§ AIM OF THE TASK
Return all lines from the listing below that include the word "beehive".
╭──
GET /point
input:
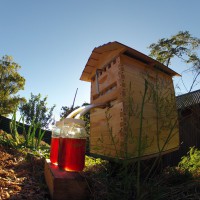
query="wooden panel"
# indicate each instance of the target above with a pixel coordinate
(124, 128)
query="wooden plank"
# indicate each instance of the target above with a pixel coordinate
(65, 185)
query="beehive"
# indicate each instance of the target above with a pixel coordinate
(141, 120)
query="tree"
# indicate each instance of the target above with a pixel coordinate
(36, 110)
(183, 46)
(10, 83)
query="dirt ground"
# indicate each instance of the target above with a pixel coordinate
(21, 178)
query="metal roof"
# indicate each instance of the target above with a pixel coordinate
(188, 99)
(112, 50)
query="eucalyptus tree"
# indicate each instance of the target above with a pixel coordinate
(11, 82)
(182, 46)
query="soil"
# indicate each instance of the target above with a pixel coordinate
(21, 177)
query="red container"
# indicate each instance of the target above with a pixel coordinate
(72, 154)
(54, 150)
(55, 144)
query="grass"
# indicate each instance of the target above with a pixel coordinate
(109, 180)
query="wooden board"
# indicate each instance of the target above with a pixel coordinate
(65, 185)
(154, 132)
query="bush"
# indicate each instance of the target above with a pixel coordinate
(191, 162)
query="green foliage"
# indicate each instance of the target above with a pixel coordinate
(65, 111)
(191, 162)
(181, 45)
(10, 83)
(36, 111)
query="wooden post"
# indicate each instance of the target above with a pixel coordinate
(65, 185)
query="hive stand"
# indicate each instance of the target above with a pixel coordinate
(65, 185)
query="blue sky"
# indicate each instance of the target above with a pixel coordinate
(52, 40)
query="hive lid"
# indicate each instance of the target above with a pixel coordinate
(113, 49)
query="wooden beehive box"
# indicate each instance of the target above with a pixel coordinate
(142, 117)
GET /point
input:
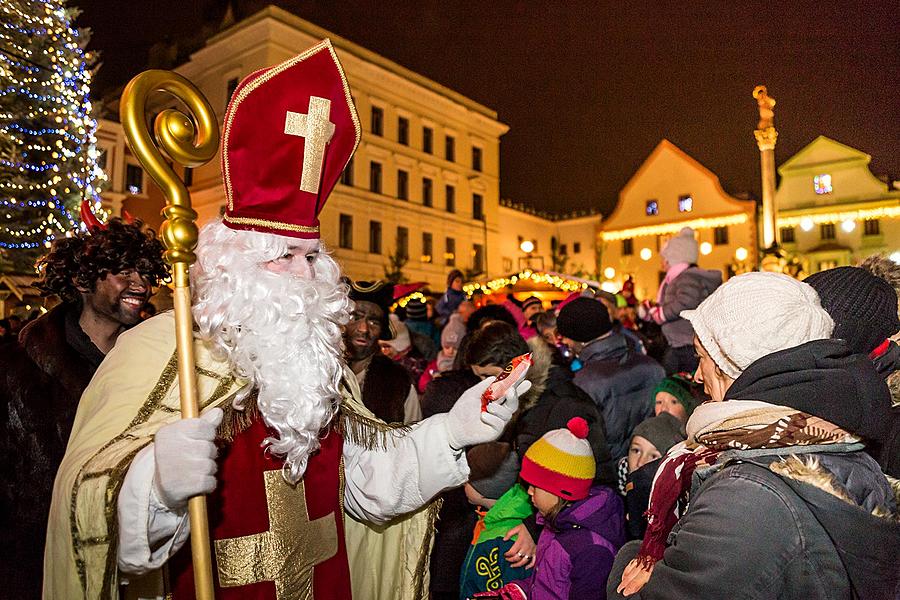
╰──
§ ANSWER TO THE EXERCISE
query="beehive"
query="wooden beehive box"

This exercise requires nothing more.